======== Supplied records ========
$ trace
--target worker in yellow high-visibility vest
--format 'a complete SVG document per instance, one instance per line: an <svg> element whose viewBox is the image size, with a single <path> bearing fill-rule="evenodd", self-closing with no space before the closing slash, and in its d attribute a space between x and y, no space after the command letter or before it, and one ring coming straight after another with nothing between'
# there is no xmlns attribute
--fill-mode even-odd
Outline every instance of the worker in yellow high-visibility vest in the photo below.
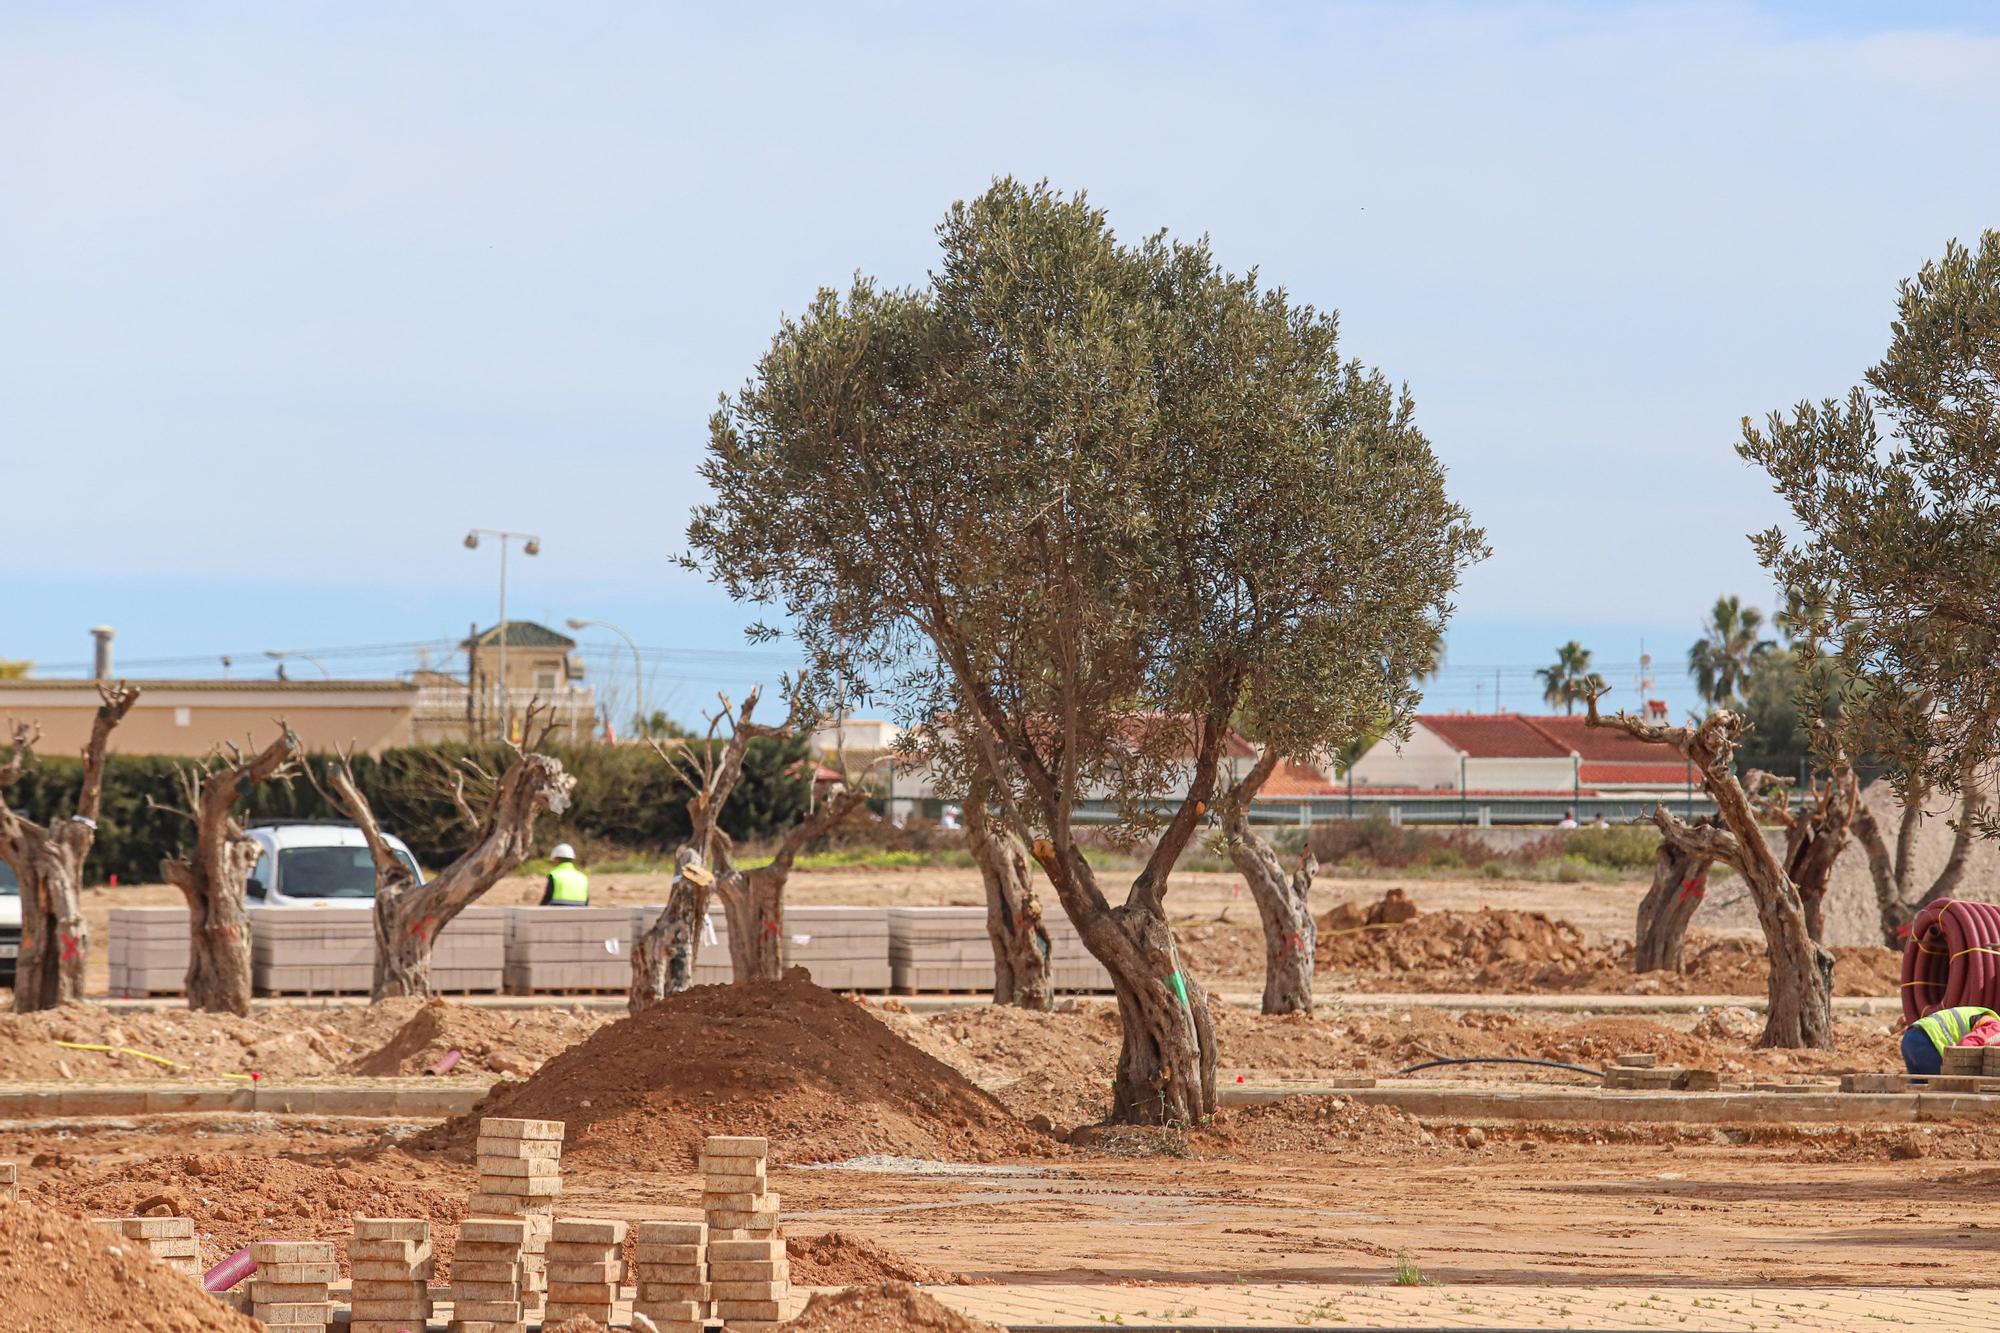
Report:
<svg viewBox="0 0 2000 1333"><path fill-rule="evenodd" d="M590 876L577 869L576 848L559 842L549 855L556 864L549 871L548 883L542 886L542 906L590 906Z"/></svg>
<svg viewBox="0 0 2000 1333"><path fill-rule="evenodd" d="M1988 1019L2000 1019L2000 1014L1976 1004L1940 1009L1919 1018L1903 1029L1903 1068L1912 1074L1937 1073L1944 1068L1944 1053L1965 1042L1973 1029ZM1980 1035L1983 1038L1986 1034ZM1986 1046L1992 1043L1977 1040L1966 1044Z"/></svg>

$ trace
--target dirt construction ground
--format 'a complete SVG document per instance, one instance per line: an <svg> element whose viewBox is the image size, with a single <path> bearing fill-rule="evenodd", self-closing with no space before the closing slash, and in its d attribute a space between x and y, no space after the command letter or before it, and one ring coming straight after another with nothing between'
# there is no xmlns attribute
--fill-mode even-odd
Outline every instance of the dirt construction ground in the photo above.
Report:
<svg viewBox="0 0 2000 1333"><path fill-rule="evenodd" d="M1676 989L1658 978L1649 988L1612 965L1639 886L1402 887L1422 913L1415 922L1322 941L1316 1015L1219 1008L1225 1087L1239 1075L1263 1084L1386 1076L1443 1056L1596 1067L1643 1051L1725 1078L1779 1081L1896 1065L1888 1002L1877 1013L1844 1014L1835 1051L1757 1050L1751 1006L1761 974L1745 965L1741 941L1724 937L1698 941L1695 953L1706 952L1711 978L1729 984L1697 993L1740 1002L1649 1014L1343 1004L1344 992L1358 991ZM1384 888L1335 882L1317 897L1344 930L1339 923L1353 913L1343 915L1341 904L1358 911ZM158 891L118 892L123 903ZM503 892L522 901L535 886L514 882ZM600 901L657 901L663 886L613 876L596 893ZM108 908L108 892L93 897L94 911ZM955 871L794 880L802 903L978 898L976 877ZM1254 990L1255 916L1232 878L1182 877L1171 901L1191 970L1218 992ZM1452 947L1435 953L1424 941L1437 937ZM1888 958L1843 954L1843 989L1892 997ZM2000 1250L1991 1203L2000 1135L1991 1122L1536 1122L1481 1115L1470 1103L1418 1119L1317 1095L1225 1107L1213 1125L1185 1135L1112 1130L1093 1123L1117 1056L1110 1005L1071 1003L1047 1015L912 1008L832 996L799 975L769 987L704 988L631 1020L573 1004L287 1005L248 1020L86 1007L0 1017L0 1090L5 1080L172 1076L56 1040L163 1050L204 1073L346 1080L417 1073L459 1049L466 1058L448 1077L495 1084L479 1111L569 1125L566 1214L693 1217L700 1137L768 1135L795 1280L815 1286L905 1278L1107 1290L1387 1287L1401 1268L1405 1280L1416 1274L1447 1291L1967 1287L1991 1285L1986 1275ZM1553 1069L1491 1066L1419 1077L1496 1091L1581 1082ZM164 1201L196 1219L210 1260L276 1235L343 1239L357 1212L429 1217L448 1271L449 1224L472 1186L479 1111L446 1122L0 1120L0 1161L19 1164L24 1206L51 1214ZM0 1283L8 1263L0 1252ZM1084 1314L1078 1322L1093 1321ZM23 1315L10 1322L0 1308L0 1333L55 1326ZM892 1326L917 1325L884 1325Z"/></svg>

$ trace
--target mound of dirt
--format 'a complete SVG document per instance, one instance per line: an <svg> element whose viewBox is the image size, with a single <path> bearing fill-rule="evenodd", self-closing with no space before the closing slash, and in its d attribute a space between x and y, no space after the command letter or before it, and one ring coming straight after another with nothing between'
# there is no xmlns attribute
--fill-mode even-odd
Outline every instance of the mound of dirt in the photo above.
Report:
<svg viewBox="0 0 2000 1333"><path fill-rule="evenodd" d="M968 1319L904 1282L819 1292L785 1327L791 1333L1003 1333L998 1324Z"/></svg>
<svg viewBox="0 0 2000 1333"><path fill-rule="evenodd" d="M145 1246L32 1202L0 1203L0 1333L257 1333Z"/></svg>
<svg viewBox="0 0 2000 1333"><path fill-rule="evenodd" d="M709 1134L766 1135L786 1162L990 1161L1051 1146L799 968L768 985L699 986L620 1019L412 1146L464 1157L483 1116L564 1121L564 1160L614 1168L692 1169Z"/></svg>
<svg viewBox="0 0 2000 1333"><path fill-rule="evenodd" d="M1540 912L1418 912L1391 889L1361 921L1352 903L1320 922L1314 962L1345 972L1411 972L1441 966L1477 969L1505 963L1579 963L1591 952L1583 932Z"/></svg>
<svg viewBox="0 0 2000 1333"><path fill-rule="evenodd" d="M356 1217L426 1217L432 1246L448 1268L465 1197L413 1179L412 1164L393 1155L350 1165L283 1157L194 1153L122 1162L95 1174L43 1161L35 1197L46 1207L86 1217L129 1216L150 1199L194 1219L202 1257L215 1263L256 1240L330 1240L345 1261Z"/></svg>
<svg viewBox="0 0 2000 1333"><path fill-rule="evenodd" d="M1203 1156L1251 1157L1301 1152L1401 1157L1437 1143L1407 1112L1327 1096L1224 1107L1194 1138Z"/></svg>
<svg viewBox="0 0 2000 1333"><path fill-rule="evenodd" d="M342 1065L342 1073L372 1077L421 1074L447 1053L457 1051L460 1060L451 1070L454 1074L524 1075L607 1021L603 1015L582 1009L554 1009L530 1018L519 1011L448 1004L441 999L386 1000L370 1007L381 1011L378 1020L370 1031L355 1034L357 1046L364 1041L370 1045ZM524 1022L524 1018L529 1021ZM381 1031L393 1020L400 1020L393 1030Z"/></svg>
<svg viewBox="0 0 2000 1333"><path fill-rule="evenodd" d="M785 1257L791 1260L792 1281L801 1287L846 1287L865 1282L957 1282L955 1273L940 1273L872 1240L828 1231L818 1236L787 1236Z"/></svg>

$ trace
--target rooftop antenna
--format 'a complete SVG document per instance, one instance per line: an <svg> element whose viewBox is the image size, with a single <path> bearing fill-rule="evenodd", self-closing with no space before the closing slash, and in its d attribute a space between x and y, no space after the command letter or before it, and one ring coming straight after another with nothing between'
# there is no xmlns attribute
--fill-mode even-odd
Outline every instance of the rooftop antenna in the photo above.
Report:
<svg viewBox="0 0 2000 1333"><path fill-rule="evenodd" d="M1654 685L1653 655L1646 651L1644 639L1639 640L1639 678L1636 683L1639 686L1639 707L1644 708L1646 701L1653 697Z"/></svg>

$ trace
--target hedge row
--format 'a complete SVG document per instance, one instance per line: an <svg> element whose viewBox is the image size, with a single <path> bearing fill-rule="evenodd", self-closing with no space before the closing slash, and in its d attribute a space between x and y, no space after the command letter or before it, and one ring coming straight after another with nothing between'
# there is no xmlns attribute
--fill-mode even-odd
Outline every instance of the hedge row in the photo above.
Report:
<svg viewBox="0 0 2000 1333"><path fill-rule="evenodd" d="M669 852L688 834L686 781L638 746L557 748L576 790L562 815L544 815L535 826L544 847L572 842L586 856L608 851ZM769 836L806 812L808 778L802 741L759 739L744 752L743 777L722 812L722 826L739 840ZM407 842L417 858L436 868L464 851L470 833L457 817L449 775L470 759L499 773L510 752L503 746L437 745L357 755L354 777L382 826ZM311 762L324 774L325 761ZM89 878L103 883L151 883L163 858L184 850L193 835L187 819L153 808L180 799L176 767L186 760L162 755L112 755L105 765L104 812L91 849ZM80 760L38 761L8 793L23 814L46 821L76 809L83 779ZM477 809L477 802L474 802ZM339 819L341 812L303 777L266 783L244 801L245 819Z"/></svg>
========
### [Problem statement]
Report every line of the data in which "vest" appears.

### [Exercise result]
--target worker in yellow high-visibility vest
Outline every instance of the worker in yellow high-visibility vest in the photo below.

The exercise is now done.